══ Exercise inputs

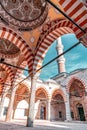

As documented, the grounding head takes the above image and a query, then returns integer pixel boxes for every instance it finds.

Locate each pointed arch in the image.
[15,82,30,101]
[36,87,49,100]
[0,64,15,95]
[0,77,4,84]
[0,26,33,74]
[0,64,14,85]
[34,19,74,72]
[12,60,27,87]
[34,10,87,72]
[58,0,87,43]
[51,89,66,102]
[67,77,86,93]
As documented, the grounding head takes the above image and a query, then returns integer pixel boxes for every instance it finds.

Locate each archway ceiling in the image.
[0,38,20,58]
[0,0,86,52]
[0,0,64,50]
[70,79,85,97]
[0,0,86,76]
[16,83,29,101]
[0,0,48,29]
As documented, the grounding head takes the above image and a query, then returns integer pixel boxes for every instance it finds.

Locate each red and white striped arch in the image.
[0,77,4,84]
[3,77,12,96]
[12,60,27,88]
[58,0,87,44]
[34,19,74,72]
[34,7,87,72]
[0,64,14,85]
[0,27,33,74]
[33,0,87,73]
[0,77,4,95]
[36,87,49,99]
[0,64,14,95]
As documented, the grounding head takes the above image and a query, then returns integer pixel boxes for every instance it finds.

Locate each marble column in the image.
[56,37,66,73]
[26,76,37,127]
[65,93,72,121]
[47,99,51,120]
[0,85,7,117]
[5,89,16,121]
[0,94,5,117]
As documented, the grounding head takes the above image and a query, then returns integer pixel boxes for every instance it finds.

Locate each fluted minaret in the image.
[56,37,66,73]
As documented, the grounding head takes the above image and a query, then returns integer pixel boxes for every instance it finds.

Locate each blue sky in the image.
[24,34,87,81]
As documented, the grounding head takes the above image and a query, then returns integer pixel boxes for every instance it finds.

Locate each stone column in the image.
[65,93,72,121]
[26,76,37,127]
[5,89,16,121]
[47,99,51,120]
[0,94,5,117]
[0,85,7,117]
[56,37,66,73]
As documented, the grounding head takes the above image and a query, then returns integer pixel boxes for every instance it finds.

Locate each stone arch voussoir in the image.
[0,26,33,74]
[67,76,86,93]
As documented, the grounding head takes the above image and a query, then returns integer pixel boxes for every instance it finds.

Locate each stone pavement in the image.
[0,119,87,130]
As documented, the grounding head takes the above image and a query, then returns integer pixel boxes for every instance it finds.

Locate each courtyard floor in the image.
[0,119,87,130]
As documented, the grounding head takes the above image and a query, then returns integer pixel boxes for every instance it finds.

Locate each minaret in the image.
[56,37,66,73]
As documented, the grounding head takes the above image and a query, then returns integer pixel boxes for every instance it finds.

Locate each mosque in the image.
[0,0,87,127]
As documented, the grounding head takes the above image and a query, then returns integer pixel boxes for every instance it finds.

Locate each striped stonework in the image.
[51,89,66,102]
[36,87,49,100]
[34,19,74,72]
[3,77,11,96]
[0,64,14,86]
[0,78,4,84]
[33,0,87,73]
[12,60,27,88]
[34,12,86,73]
[66,77,86,93]
[0,78,4,95]
[58,0,87,42]
[0,27,33,74]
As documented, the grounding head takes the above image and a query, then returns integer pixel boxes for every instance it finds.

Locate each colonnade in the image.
[0,37,72,126]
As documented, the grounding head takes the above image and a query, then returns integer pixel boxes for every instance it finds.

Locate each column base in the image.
[26,117,34,127]
[65,119,72,122]
[5,118,12,122]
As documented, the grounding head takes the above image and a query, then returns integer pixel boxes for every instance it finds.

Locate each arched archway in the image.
[15,83,30,102]
[51,89,66,121]
[69,79,85,98]
[34,19,74,72]
[0,27,33,74]
[69,78,86,121]
[12,83,30,119]
[33,11,86,73]
[12,60,27,87]
[35,87,49,120]
[0,64,14,96]
[14,100,28,119]
[0,64,14,85]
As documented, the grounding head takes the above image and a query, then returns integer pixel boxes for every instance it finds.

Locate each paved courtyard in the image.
[0,120,87,130]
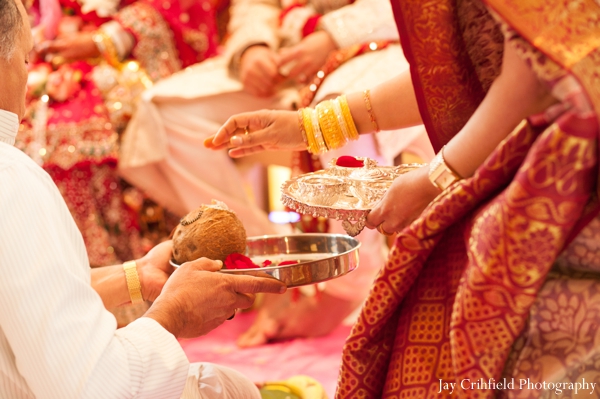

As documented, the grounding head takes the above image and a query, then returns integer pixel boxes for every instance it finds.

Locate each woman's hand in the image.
[37,31,100,64]
[365,166,440,235]
[205,110,306,157]
[237,291,358,347]
[278,31,337,84]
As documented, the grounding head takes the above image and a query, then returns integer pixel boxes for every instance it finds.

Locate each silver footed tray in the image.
[281,157,424,236]
[170,234,360,288]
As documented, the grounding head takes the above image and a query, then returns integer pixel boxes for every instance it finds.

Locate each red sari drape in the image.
[336,0,600,397]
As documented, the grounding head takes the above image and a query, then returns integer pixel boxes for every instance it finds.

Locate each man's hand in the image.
[239,45,283,97]
[145,259,287,338]
[278,31,337,84]
[36,31,99,63]
[205,110,304,157]
[135,241,175,303]
[237,291,359,347]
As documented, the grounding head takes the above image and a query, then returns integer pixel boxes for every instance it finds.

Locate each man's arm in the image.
[0,160,189,398]
[91,241,173,309]
[0,157,286,398]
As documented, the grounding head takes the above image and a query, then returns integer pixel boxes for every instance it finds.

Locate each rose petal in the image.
[278,260,299,266]
[336,156,364,168]
[224,253,259,269]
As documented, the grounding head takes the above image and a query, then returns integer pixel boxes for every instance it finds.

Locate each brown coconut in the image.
[172,202,247,264]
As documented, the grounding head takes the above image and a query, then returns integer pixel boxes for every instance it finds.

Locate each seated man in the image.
[0,1,285,397]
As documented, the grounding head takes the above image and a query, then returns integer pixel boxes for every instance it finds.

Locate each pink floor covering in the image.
[180,311,352,398]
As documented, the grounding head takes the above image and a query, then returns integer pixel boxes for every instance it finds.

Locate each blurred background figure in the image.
[119,0,434,344]
[17,0,223,267]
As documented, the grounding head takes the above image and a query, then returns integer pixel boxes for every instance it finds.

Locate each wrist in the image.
[235,43,269,75]
[427,146,463,191]
[144,305,184,337]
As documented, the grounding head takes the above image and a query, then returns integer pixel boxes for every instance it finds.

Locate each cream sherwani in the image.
[119,0,433,302]
[0,109,259,398]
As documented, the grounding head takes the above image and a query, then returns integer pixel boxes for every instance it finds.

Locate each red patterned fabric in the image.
[336,0,600,397]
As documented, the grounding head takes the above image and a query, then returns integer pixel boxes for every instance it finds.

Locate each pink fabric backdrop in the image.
[180,311,351,398]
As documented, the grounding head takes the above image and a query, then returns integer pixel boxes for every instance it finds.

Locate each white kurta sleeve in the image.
[181,363,261,399]
[0,152,189,398]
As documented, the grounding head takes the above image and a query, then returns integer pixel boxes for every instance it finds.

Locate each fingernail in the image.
[230,135,242,146]
[215,260,223,269]
[279,285,287,294]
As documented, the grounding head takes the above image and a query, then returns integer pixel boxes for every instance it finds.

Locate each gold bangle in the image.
[316,100,346,150]
[123,260,144,304]
[297,109,309,147]
[363,90,380,132]
[93,30,120,68]
[338,95,359,140]
[428,146,462,191]
[331,98,351,142]
[301,108,319,154]
[309,107,329,154]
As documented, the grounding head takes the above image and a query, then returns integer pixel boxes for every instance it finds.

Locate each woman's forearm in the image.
[444,41,559,178]
[346,72,423,134]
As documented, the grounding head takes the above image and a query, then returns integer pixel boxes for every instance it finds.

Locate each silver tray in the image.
[169,233,360,288]
[281,158,424,236]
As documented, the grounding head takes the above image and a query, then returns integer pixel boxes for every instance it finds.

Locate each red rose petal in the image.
[278,260,299,266]
[224,253,259,269]
[262,260,273,266]
[335,156,364,168]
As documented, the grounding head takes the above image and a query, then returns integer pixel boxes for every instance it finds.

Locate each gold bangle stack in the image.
[299,95,359,155]
[92,30,121,68]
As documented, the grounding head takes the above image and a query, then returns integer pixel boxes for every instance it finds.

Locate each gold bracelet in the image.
[301,108,320,154]
[309,107,329,154]
[338,95,359,140]
[297,109,309,147]
[93,30,120,68]
[123,260,144,304]
[428,146,462,191]
[316,100,346,150]
[363,90,380,132]
[331,98,351,142]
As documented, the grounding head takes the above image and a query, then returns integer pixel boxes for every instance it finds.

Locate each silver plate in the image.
[281,158,424,236]
[169,233,360,288]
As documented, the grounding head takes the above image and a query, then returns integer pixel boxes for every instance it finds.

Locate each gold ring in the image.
[377,223,394,237]
[244,127,249,135]
[50,55,66,68]
[227,308,238,320]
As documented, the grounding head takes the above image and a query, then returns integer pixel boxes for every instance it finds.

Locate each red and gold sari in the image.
[337,0,600,397]
[17,0,220,266]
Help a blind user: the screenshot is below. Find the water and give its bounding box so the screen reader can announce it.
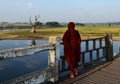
[0,28,31,32]
[0,40,48,50]
[0,40,119,82]
[0,40,48,82]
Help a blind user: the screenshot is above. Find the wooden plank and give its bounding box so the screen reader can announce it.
[81,47,106,53]
[77,75,119,84]
[89,51,93,62]
[90,75,119,84]
[102,68,120,75]
[105,66,120,71]
[86,40,89,51]
[82,53,85,65]
[113,57,120,62]
[106,64,120,69]
[60,57,120,84]
[81,37,105,42]
[59,61,112,84]
[92,71,120,80]
[93,39,96,49]
[112,60,120,65]
[74,60,120,84]
[99,38,102,48]
[59,57,120,84]
[74,78,97,84]
[90,74,120,83]
[96,49,99,60]
[114,56,120,60]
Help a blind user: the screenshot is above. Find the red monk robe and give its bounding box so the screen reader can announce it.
[62,22,81,78]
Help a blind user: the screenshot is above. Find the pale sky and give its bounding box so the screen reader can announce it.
[0,0,120,23]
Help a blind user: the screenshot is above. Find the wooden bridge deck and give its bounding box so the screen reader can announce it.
[59,55,120,84]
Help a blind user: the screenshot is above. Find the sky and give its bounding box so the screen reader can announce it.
[0,0,120,23]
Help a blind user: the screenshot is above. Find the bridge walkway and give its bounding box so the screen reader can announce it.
[59,55,120,84]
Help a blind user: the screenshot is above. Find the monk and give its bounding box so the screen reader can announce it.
[62,22,81,78]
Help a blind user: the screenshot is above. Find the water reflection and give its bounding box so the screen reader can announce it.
[0,40,48,82]
[0,40,48,50]
[30,39,36,46]
[0,51,48,82]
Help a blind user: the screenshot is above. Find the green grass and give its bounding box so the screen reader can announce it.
[0,25,120,39]
[5,28,65,36]
[76,25,120,36]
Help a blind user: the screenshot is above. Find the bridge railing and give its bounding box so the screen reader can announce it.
[0,36,61,84]
[59,33,113,73]
[0,34,113,83]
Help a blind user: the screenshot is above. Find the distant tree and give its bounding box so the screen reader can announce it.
[76,23,85,27]
[93,24,96,27]
[30,15,40,33]
[80,23,85,26]
[46,21,61,27]
[35,22,42,26]
[108,23,111,27]
[76,23,80,26]
[1,22,8,24]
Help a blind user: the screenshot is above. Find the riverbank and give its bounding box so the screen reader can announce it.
[0,26,120,40]
[0,34,119,41]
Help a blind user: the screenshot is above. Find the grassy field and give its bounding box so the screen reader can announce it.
[0,25,120,40]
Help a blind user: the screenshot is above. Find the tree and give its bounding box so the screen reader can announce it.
[46,22,61,27]
[108,23,111,27]
[30,15,40,33]
[75,23,85,27]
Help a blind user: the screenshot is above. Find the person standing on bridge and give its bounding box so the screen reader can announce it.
[62,22,81,78]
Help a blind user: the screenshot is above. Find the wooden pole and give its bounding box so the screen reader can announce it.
[105,33,113,61]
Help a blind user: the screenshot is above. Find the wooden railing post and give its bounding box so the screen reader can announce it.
[48,36,60,82]
[105,33,113,61]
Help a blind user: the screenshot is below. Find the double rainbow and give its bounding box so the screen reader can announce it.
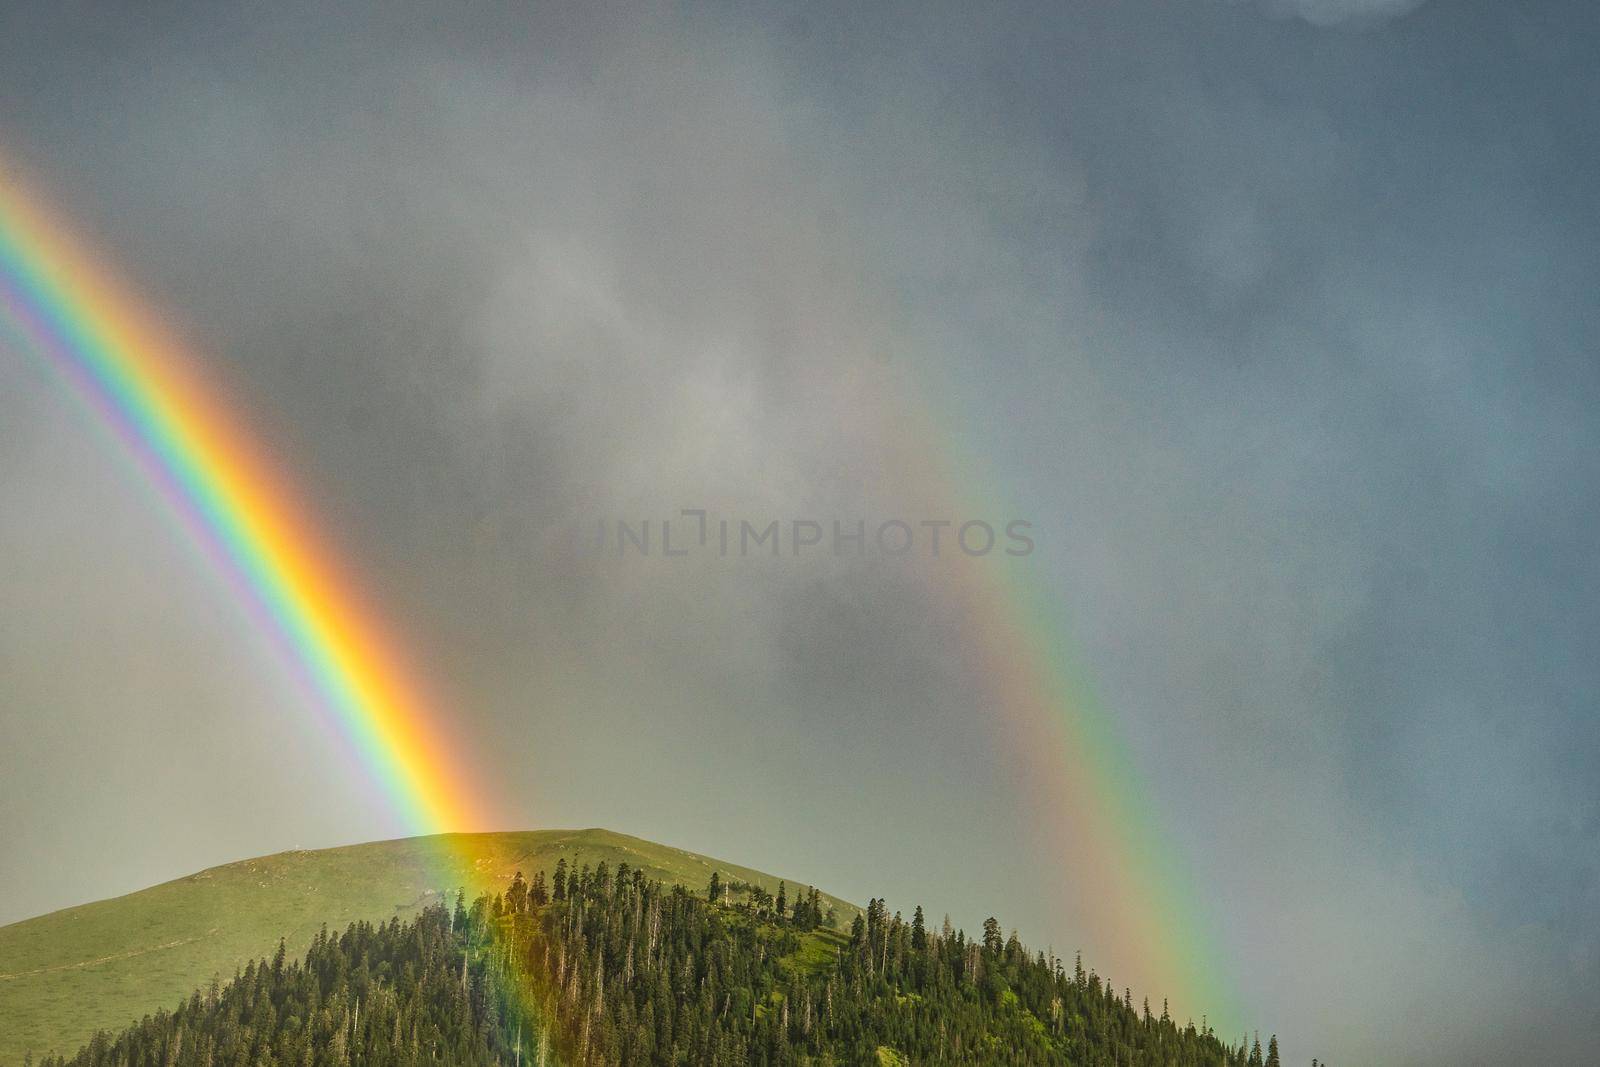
[0,157,1235,1034]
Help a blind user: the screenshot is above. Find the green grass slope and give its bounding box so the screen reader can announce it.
[0,828,857,1065]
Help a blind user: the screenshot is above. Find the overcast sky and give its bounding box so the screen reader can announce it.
[2,2,1597,1063]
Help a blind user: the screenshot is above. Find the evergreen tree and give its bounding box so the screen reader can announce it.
[982,916,1004,955]
[507,870,528,914]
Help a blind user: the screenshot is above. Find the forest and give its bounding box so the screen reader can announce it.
[32,862,1302,1067]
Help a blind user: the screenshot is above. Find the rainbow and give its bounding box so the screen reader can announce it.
[962,535,1238,1030]
[860,359,1241,1033]
[0,159,487,839]
[1,155,1236,1038]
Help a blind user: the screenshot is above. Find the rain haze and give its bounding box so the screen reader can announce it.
[2,2,1598,1063]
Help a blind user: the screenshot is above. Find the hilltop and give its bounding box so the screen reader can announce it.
[0,829,857,1064]
[22,858,1267,1067]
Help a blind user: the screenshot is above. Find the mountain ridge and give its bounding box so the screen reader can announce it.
[0,828,859,1064]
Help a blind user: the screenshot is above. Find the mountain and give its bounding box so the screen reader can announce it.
[20,860,1267,1067]
[0,829,858,1065]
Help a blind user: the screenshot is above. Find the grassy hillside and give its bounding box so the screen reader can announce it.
[0,829,858,1066]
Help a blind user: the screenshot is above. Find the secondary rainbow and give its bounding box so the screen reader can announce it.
[863,358,1242,1034]
[0,161,487,839]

════

Problem details
Set down nothing but the lines from the one containing "the mountain and" through the final line above, exactly as written.

Your solution
Help a blind user: the screenshot is above. Find the mountain and give its bounding box so the screen reader can announce it.
[20,860,1267,1067]
[0,829,858,1065]
Help a blind user: the screenshot is above. Find the grassy hillside and give its bounding box so the screen reader can announce it.
[0,829,858,1066]
Help a blind user: the screenshot is above. Find the secondary rainbow and give its bounding box so the screen reader can announce it.
[863,358,1242,1034]
[0,161,487,839]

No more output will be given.